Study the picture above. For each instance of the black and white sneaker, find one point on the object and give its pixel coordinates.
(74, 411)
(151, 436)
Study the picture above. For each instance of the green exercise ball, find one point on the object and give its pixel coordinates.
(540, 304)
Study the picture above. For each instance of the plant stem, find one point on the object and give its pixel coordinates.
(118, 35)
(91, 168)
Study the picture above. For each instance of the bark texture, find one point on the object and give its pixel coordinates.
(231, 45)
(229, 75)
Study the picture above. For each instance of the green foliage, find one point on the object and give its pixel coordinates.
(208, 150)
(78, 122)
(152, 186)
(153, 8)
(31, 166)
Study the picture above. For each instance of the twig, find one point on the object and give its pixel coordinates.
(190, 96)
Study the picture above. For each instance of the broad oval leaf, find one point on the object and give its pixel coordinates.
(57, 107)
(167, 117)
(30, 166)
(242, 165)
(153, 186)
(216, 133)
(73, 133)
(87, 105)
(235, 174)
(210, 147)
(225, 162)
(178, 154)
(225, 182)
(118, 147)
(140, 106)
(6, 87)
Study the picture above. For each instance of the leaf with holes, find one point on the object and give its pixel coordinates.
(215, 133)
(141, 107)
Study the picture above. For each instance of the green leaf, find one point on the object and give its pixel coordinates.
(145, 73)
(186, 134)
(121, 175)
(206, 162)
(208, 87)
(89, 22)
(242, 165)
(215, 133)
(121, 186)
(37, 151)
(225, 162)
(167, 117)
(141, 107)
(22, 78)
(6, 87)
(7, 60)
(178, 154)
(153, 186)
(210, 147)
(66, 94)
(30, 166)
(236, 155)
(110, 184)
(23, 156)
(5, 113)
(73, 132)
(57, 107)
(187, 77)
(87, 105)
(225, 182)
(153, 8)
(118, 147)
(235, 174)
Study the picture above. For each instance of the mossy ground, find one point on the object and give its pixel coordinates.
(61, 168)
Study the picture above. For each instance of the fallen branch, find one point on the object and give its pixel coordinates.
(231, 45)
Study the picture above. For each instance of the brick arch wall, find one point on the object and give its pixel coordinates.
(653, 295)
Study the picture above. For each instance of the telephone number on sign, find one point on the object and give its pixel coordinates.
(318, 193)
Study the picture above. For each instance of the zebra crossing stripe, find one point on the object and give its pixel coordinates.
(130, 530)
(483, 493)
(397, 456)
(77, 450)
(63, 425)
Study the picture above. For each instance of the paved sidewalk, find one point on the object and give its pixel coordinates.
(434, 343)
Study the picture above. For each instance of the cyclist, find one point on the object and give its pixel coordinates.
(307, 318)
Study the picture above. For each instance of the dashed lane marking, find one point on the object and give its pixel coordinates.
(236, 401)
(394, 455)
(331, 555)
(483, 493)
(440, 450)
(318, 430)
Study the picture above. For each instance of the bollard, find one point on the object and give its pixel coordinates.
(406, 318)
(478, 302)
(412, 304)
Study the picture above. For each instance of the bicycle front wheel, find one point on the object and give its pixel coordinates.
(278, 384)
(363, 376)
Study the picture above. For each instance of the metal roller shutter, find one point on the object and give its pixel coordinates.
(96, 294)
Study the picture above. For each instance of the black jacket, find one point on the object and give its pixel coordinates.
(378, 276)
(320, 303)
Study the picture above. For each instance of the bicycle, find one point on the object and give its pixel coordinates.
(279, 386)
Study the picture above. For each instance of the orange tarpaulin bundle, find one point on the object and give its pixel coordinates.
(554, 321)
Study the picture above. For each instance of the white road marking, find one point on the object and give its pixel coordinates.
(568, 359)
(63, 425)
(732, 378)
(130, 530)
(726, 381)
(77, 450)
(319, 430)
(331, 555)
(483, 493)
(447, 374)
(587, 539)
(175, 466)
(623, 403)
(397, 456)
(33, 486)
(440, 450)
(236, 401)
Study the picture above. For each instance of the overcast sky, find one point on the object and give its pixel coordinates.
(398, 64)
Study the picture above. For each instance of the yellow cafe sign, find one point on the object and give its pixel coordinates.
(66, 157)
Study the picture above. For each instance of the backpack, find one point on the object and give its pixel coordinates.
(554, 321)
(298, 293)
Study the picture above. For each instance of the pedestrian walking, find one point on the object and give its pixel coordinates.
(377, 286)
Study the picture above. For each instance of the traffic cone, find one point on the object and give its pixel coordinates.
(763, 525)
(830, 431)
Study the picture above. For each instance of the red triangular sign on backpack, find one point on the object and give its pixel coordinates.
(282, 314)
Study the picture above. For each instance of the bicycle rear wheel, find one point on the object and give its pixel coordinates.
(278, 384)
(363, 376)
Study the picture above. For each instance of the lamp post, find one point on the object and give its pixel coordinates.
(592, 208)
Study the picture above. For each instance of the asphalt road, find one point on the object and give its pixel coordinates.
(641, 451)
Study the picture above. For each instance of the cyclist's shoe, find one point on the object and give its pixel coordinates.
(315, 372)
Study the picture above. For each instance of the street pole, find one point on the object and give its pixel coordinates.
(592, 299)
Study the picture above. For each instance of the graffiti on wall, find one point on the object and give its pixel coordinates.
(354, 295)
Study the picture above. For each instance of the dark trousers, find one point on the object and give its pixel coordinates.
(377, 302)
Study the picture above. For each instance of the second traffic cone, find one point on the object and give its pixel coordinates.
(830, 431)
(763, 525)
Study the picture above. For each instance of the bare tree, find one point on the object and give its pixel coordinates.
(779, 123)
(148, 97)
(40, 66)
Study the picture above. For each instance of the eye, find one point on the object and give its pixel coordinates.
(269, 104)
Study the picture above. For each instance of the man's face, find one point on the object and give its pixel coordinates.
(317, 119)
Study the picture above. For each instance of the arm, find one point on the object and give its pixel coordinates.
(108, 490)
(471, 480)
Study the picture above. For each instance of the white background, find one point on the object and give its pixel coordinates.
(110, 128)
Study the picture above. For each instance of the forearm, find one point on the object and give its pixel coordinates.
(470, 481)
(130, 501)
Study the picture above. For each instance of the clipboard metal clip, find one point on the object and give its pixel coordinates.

○ ○ ○ ○

## Goal
Present all of the data above as a Markdown table with two columns, Row and Line. Number each non-blank line in Row, put its text in Line, and leave out blank lines.

## Response
| Row | Line |
|---|---|
| 1 | Study the picture above. For each instance of the black and white sneaker, find one point on the object and give its pixel coordinates. |
| 2 | (74, 411) |
| 3 | (151, 436) |
| 4 | Study the picture above. For each instance of the green exercise ball, find one point on the object and give its pixel coordinates. |
| 5 | (540, 304) |
| 6 | Study the picture above. For each instance of the plant stem, find one point on the object and give its pixel coordinates. |
| 7 | (118, 35) |
| 8 | (91, 168) |
| 9 | Study the picture above. For each instance of the bark texture, find one point on the object and give its pixel coordinates. |
| 10 | (231, 45) |
| 11 | (229, 75) |
| 12 | Study the picture above. For each instance of the green foliage, find one point on the object and give its pixel coordinates. |
| 13 | (208, 150) |
| 14 | (78, 122) |
| 15 | (152, 186) |
| 16 | (153, 8) |
| 17 | (31, 166) |
| 18 | Study the picture above. For each instance of the twig, find one point on the object and give its pixel coordinates. |
| 19 | (190, 96) |
| 20 | Study the picture above. For each instance of the broad oval leaf, find one point on the object and give its pixel coordinates. |
| 21 | (57, 107) |
| 22 | (167, 117) |
| 23 | (30, 166) |
| 24 | (242, 165) |
| 25 | (153, 186) |
| 26 | (216, 133) |
| 27 | (73, 133) |
| 28 | (87, 105) |
| 29 | (235, 174) |
| 30 | (210, 147) |
| 31 | (225, 162) |
| 32 | (178, 154) |
| 33 | (225, 182) |
| 34 | (118, 147) |
| 35 | (140, 106) |
| 36 | (6, 87) |
| 37 | Study the picture above. For each instance of the leaf with holes, find one point on the object and give its pixel coordinates. |
| 38 | (215, 133) |
| 39 | (141, 107) |
| 40 | Study the picture above. For each instance of the green leaf, find one point on the object and give its pixel coordinates. |
| 41 | (145, 73) |
| 42 | (186, 134) |
| 43 | (121, 175) |
| 44 | (206, 162) |
| 45 | (208, 87) |
| 46 | (89, 22) |
| 47 | (242, 165) |
| 48 | (215, 133) |
| 49 | (121, 186) |
| 50 | (37, 151) |
| 51 | (225, 162) |
| 52 | (167, 117) |
| 53 | (141, 107) |
| 54 | (22, 78) |
| 55 | (6, 87) |
| 56 | (7, 60) |
| 57 | (178, 154) |
| 58 | (153, 186) |
| 59 | (210, 147) |
| 60 | (66, 94) |
| 61 | (30, 166) |
| 62 | (236, 155) |
| 63 | (110, 184) |
| 64 | (23, 156) |
| 65 | (5, 113) |
| 66 | (73, 132) |
| 67 | (57, 107) |
| 68 | (187, 77) |
| 69 | (87, 105) |
| 70 | (225, 182) |
| 71 | (153, 8) |
| 72 | (118, 147) |
| 73 | (235, 174) |
| 74 | Study the picture above. For each instance of the mossy ground, find one point on the object and give its pixel coordinates. |
| 75 | (61, 168) |
| 76 | Study the picture above. For each instance of the fallen branch, find one point on the object and give its pixel coordinates. |
| 77 | (231, 45) |
| 78 | Study the picture above. For each instance of the brick arch wall, find one point on the object and give its pixel coordinates. |
| 79 | (653, 295) |
| 80 | Study the picture above. For each instance of the telephone number on sign, find one point on the object and give its pixel coordinates. |
| 81 | (318, 193) |
| 82 | Study the picture above. For each instance of the zebra crossing stripe, find one point on the object and give its pixel coordinates. |
| 83 | (130, 530) |
| 84 | (483, 493) |
| 85 | (397, 456) |
| 86 | (77, 450) |
| 87 | (63, 425) |
| 88 | Study the picture above. For each instance of the paved sidewalk, find one point on the object and give its pixel coordinates. |
| 89 | (434, 343) |
| 90 | Study the picture above. For each instance of the cyclist, find one point on the object and give its pixel coordinates. |
| 91 | (307, 318) |
| 92 | Study the picture above. For each instance of the dashed lane marking, find one point on the object and give its pixel coordinates. |
| 93 | (236, 401) |
| 94 | (394, 455) |
| 95 | (331, 555) |
| 96 | (483, 493) |
| 97 | (440, 450) |
| 98 | (318, 430) |
| 99 | Study the picture above. For each instance of the bollard, find one point on the object and give its pixel coordinates. |
| 100 | (406, 318) |
| 101 | (478, 302) |
| 102 | (412, 304) |
| 103 | Study the picture above. For each instance of the bicycle front wheel, find one point on the object and give its pixel coordinates. |
| 104 | (278, 384) |
| 105 | (363, 376) |
| 106 | Study the picture above. For each instance of the metal roller shutter, find one point on the object and give its pixel coordinates. |
| 107 | (96, 294) |
| 108 | Study the picture above. For each instance of the black jacket, find one point on the object and give its pixel coordinates. |
| 109 | (378, 276) |
| 110 | (320, 303) |
| 111 | Study the picture above. For each instance of the bicycle, find one point on the object and give its pixel coordinates. |
| 112 | (279, 386) |
| 113 | Study the picture above. For each instance of the orange tarpaulin bundle, find one point on the object and give its pixel coordinates. |
| 114 | (554, 321) |
| 115 | Study the picture above. For each instance of the white road marking, find one point on the object and give its pixel coordinates. |
| 116 | (568, 359) |
| 117 | (63, 425) |
| 118 | (732, 378) |
| 119 | (130, 530) |
| 120 | (726, 381) |
| 121 | (77, 450) |
| 122 | (319, 430) |
| 123 | (331, 555) |
| 124 | (483, 493) |
| 125 | (447, 374) |
| 126 | (587, 539) |
| 127 | (175, 466) |
| 128 | (623, 403) |
| 129 | (397, 456) |
| 130 | (33, 486) |
| 131 | (440, 450) |
| 132 | (236, 401) |
| 133 | Study the picture above. For each instance of the overcast sky, find one point on the object and give its pixel coordinates. |
| 134 | (398, 64) |
| 135 | Study the picture above. For each instance of the yellow cafe sign, find one point on the object and give its pixel coordinates. |
| 136 | (66, 157) |
| 137 | Study the picture above. For each instance of the backpack, find one point on the object and give its pixel coordinates. |
| 138 | (554, 321) |
| 139 | (298, 293) |
| 140 | Study the picture above. For each instance of the pedestrian walking, find one point on the object and give its pixel coordinates. |
| 141 | (377, 286) |
| 142 | Study the picture above. For each instance of the traffic cone, find one point on the object and give its pixel coordinates. |
| 143 | (763, 525) |
| 144 | (830, 431) |
| 145 | Study the picture above. For each instance of the red triangular sign on backpack, find one point on the object and give its pixel coordinates. |
| 146 | (282, 314) |
| 147 | Study the picture above. For each instance of the bicycle rear wheel, find one point on the object and give its pixel coordinates. |
| 148 | (278, 384) |
| 149 | (363, 376) |
| 150 | Study the picture above. For each instance of the lamp post, find one point on the object and give its pixel coordinates. |
| 151 | (592, 208) |
| 152 | Study the picture above. For each instance of the asphalt road, find one point on the object and give its pixel coordinates. |
| 153 | (641, 451) |
| 154 | Study the picture above. For each instance of the cyclist's shoe, find one point on the object and give its pixel coordinates. |
| 155 | (315, 372) |
| 156 | Study the picture above. For each instance of the street pole, find one point on the object and give its pixel coordinates. |
| 157 | (592, 299) |
| 158 | Study the picture above. For each instance of the graffiti on wall, find one point on the object and give its pixel coordinates. |
| 159 | (354, 295) |
| 160 | Study the picture above. For each instance of the dark trousers, find one point on the object and give its pixel coordinates. |
| 161 | (377, 302) |
| 162 | Study the picture above. For each instance of the second traffic cone, find one point on the object and give its pixel coordinates. |
| 163 | (830, 431) |
| 164 | (763, 525) |
| 165 | Study the picture above. For each instance of the bare tree, find one point on the object and give its pixel coordinates. |
| 166 | (779, 123) |
| 167 | (148, 97) |
| 168 | (40, 66) |
| 169 | Study the picture above. For each instance of the eye, find one point on the object and give its pixel coordinates. |
| 170 | (269, 104) |
| 171 | Study the picture above. For each instance of the man's face, find one point on the object and give its pixel coordinates. |
| 172 | (317, 119) |
| 173 | Study the picture above. For each instance of the arm, find one point on the object and give its pixel coordinates. |
| 174 | (108, 490) |
| 175 | (471, 480) |
| 176 | Study the picture above. For each instance of the white background, find one point on the object and give its pixel coordinates. |
| 177 | (110, 128) |
| 178 | Study the picture above. For each instance of the forearm, find one point on the object and give its pixel coordinates. |
| 179 | (470, 481) |
| 180 | (130, 501) |
| 181 | Study the picture above. For each instance of the clipboard metal clip, find one point on the object and give its pixel coordinates. |